**TASK STATEMENT:**
Rewrite every line of the items below as a single JSON list of strings, one string per line, with blank lines left out.

**RECORDS PROVIDED:**
┌──

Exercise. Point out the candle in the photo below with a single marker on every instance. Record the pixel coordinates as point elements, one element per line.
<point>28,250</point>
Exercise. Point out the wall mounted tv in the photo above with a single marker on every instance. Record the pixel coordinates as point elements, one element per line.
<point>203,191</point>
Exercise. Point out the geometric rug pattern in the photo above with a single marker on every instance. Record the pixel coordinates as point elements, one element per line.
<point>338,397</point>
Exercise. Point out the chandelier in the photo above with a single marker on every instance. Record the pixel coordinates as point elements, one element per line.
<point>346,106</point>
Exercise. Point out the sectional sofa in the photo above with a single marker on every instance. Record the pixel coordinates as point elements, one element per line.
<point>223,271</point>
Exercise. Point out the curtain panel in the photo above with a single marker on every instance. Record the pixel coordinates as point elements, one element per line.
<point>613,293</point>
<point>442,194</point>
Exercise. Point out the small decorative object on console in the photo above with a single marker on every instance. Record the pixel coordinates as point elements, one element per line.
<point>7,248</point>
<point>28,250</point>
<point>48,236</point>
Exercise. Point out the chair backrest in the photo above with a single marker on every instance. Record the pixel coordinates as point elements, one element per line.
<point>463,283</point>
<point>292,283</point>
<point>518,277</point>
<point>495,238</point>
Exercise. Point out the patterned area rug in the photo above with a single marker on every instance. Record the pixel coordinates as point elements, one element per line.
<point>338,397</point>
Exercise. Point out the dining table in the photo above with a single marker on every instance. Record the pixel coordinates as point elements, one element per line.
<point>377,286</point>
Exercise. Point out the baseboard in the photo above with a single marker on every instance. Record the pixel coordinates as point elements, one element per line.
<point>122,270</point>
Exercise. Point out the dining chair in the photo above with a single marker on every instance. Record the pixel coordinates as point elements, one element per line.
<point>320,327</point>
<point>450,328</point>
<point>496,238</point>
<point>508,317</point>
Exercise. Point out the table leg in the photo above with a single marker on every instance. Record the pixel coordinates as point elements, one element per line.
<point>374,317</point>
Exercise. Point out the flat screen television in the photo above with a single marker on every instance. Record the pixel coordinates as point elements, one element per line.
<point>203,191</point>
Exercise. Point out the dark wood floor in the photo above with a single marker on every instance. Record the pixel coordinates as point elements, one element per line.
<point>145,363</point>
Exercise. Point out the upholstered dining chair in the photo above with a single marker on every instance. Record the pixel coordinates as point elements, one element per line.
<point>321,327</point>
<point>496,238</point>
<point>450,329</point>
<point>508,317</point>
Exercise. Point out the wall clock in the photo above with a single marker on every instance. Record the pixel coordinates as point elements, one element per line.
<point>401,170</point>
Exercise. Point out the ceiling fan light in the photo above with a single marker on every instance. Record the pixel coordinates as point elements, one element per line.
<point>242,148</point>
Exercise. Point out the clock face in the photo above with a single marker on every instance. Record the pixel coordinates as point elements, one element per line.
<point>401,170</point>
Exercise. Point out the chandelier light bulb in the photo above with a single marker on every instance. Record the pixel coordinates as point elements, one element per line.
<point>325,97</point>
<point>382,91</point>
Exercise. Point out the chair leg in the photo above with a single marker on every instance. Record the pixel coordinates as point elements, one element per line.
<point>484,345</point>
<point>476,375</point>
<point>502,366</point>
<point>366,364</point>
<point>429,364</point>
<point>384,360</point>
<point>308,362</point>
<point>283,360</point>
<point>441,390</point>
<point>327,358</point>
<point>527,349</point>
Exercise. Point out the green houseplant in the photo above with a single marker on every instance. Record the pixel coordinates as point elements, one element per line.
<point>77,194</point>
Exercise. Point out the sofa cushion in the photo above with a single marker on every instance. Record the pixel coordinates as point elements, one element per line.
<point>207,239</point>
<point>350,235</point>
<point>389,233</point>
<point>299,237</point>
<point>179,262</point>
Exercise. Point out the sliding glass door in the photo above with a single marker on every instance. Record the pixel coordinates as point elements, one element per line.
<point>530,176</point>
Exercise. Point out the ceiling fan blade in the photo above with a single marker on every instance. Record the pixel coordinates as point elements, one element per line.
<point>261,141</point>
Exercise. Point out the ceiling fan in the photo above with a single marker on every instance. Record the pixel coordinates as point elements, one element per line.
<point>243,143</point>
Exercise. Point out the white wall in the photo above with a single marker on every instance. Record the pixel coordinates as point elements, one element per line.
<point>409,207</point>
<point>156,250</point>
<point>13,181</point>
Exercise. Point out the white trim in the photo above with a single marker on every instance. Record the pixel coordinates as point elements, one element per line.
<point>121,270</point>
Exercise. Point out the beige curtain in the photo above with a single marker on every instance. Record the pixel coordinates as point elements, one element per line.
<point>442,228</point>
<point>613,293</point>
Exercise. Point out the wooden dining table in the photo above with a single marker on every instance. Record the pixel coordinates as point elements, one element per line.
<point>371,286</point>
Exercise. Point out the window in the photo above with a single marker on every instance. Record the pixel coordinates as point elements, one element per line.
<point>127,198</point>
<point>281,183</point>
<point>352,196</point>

└──

**ANSWER TO THE PROBLEM:**
[
  "Exercise. Point out the candle in the photo below with a single marker on every instance. Record the pixel coordinates as point elements, one element per line.",
  "<point>28,250</point>",
  "Exercise. Point out the wall mounted tv in the photo above with a single marker on every instance. Record the pixel coordinates as point elements, one element per line.",
  "<point>203,191</point>",
  "Exercise. Point out the geometric rug pattern in the photo above with a single marker on every instance. Record the pixel coordinates as point elements, one element per line.",
  "<point>338,397</point>",
  "Exercise. Point out the chandelier in the photo above with a single marker on every instance. Record the pixel coordinates as point elements, one element per line.",
  "<point>346,106</point>",
  "Exercise. Point out the sectional sofa in the photo above with a single marker on every instance. Record the pixel coordinates as point elements, one element per line.",
  "<point>223,271</point>",
  "Exercise. Point out the curtain panel in the photo above with a single marker on every instance. Record the pixel coordinates as point elements, one element per line.",
  "<point>613,293</point>",
  "<point>442,194</point>",
  "Exercise. Point out the small decorative object on console in the photo above with a single marker on every instance. Record the pixel coordinates as point elements, one element per line.",
  "<point>7,248</point>",
  "<point>28,250</point>",
  "<point>48,236</point>",
  "Exercise. Point out the chair backrest in the photo above with a single marker on every instance. Record the pixel coordinates as point elements, one element per line.",
  "<point>463,283</point>",
  "<point>292,283</point>",
  "<point>518,277</point>",
  "<point>495,238</point>",
  "Exercise. Point out the patterned area rug in the photo above with a single marker on every instance. Record the pixel coordinates as point elements, one element per line.",
  "<point>338,397</point>",
  "Exercise. Point out the dining table in the photo above with a single marker on every instance. Record the pixel coordinates as point elements, one element per line.",
  "<point>377,286</point>",
  "Exercise. Point out the baseboard in the photo above with a single marker on every instance. Record the pixel coordinates as point elements, one element per line.",
  "<point>122,270</point>",
  "Exercise. Point out the dining chair in the photo above with a single marker on every instance. Record the pixel coordinates as point elements, one element per line.",
  "<point>320,327</point>",
  "<point>450,328</point>",
  "<point>496,238</point>",
  "<point>508,317</point>",
  "Exercise. Point out the table leg in the photo above with a single marker on every instance. Record the pixel coordinates as point elements, one element per line.",
  "<point>374,317</point>",
  "Exercise. Point out the flat screen television in the photo above with a single marker on every instance. Record the pixel coordinates as point elements, one element per line.",
  "<point>203,191</point>",
  "Exercise. Point out the dark wood floor in the photo above with a single marker on every instance. Record the pixel coordinates as point elements, one element per line.",
  "<point>145,363</point>",
  "Exercise. Point out the upholstered dining chair in the photo above with a single marker on every instance. Record the pixel coordinates as point elements, one element per line.",
  "<point>321,327</point>",
  "<point>496,238</point>",
  "<point>450,329</point>",
  "<point>508,317</point>",
  "Exercise. Point out the wall clock in the photo above with a single marker on every instance. Record the pixel coordinates as point elements, one element per line.",
  "<point>401,170</point>",
  "Exercise. Point out the ceiling fan light in the photo above with a single marker on every instance. Record the pixel coordinates as point elements, one element per line.",
  "<point>242,148</point>",
  "Exercise. Point out the clock face in the photo above with a single marker on every instance. Record the pixel coordinates as point elements, one element per line.",
  "<point>401,170</point>",
  "Exercise. Point out the chandelier light bulb in the photo above with a single marker on every instance. Record the pixel coordinates as point elements, one element per line.",
  "<point>325,97</point>",
  "<point>382,91</point>",
  "Exercise. Point out the chair leg in the photo above with a single marker on every instance. Record the pixel coordinates as point elements, one element per line.",
  "<point>484,345</point>",
  "<point>476,375</point>",
  "<point>502,366</point>",
  "<point>366,364</point>",
  "<point>429,364</point>",
  "<point>384,360</point>",
  "<point>308,362</point>",
  "<point>283,360</point>",
  "<point>441,390</point>",
  "<point>327,358</point>",
  "<point>527,349</point>",
  "Exercise. Point out the green houseplant in the photo above with a single marker on every instance. Record the pixel coordinates as point elements, one element per line.",
  "<point>77,194</point>",
  "Exercise. Point out the sofa cushion in the photo above with a single marker on every instance. Record the pixel coordinates as point elements, one element per line.",
  "<point>207,239</point>",
  "<point>350,235</point>",
  "<point>389,233</point>",
  "<point>299,237</point>",
  "<point>179,262</point>",
  "Exercise. Point out the sliding glass door in the photo above with a single marker on every instance. Record the pixel coordinates as point elements, one element per line.",
  "<point>530,176</point>",
  "Exercise. Point out the ceiling fan blade in the photo above with a single marker on every instance. Record the pixel coordinates as point elements, one element per line.",
  "<point>261,141</point>",
  "Exercise. Point out the ceiling fan in the photo above with a single marker on every instance. Record the pixel coordinates as point elements, one element per line.",
  "<point>243,143</point>",
  "Exercise. Point out the white wall in the photo above with a single marker on every instance. Record the pixel coordinates as point elements, one element per line.",
  "<point>409,207</point>",
  "<point>156,250</point>",
  "<point>13,181</point>",
  "Exercise. Point out the white trim in the photo above with a single marker on every instance. Record the pixel coordinates as point elements, one element per line.",
  "<point>121,270</point>",
  "Exercise. Point out the beige curtain in the photo above with a single marker on every instance. Record the pixel coordinates as point elements, one element per line.",
  "<point>442,228</point>",
  "<point>613,293</point>",
  "Exercise. Point out the wooden dining table in the photo above with a single marker on every instance. Record the pixel coordinates as point elements, one element per line.",
  "<point>371,286</point>",
  "Exercise. Point out the window in the photo above with a single marker on every instance. Record the pixel coordinates as point elements, one element per line.",
  "<point>127,198</point>",
  "<point>281,183</point>",
  "<point>352,196</point>"
]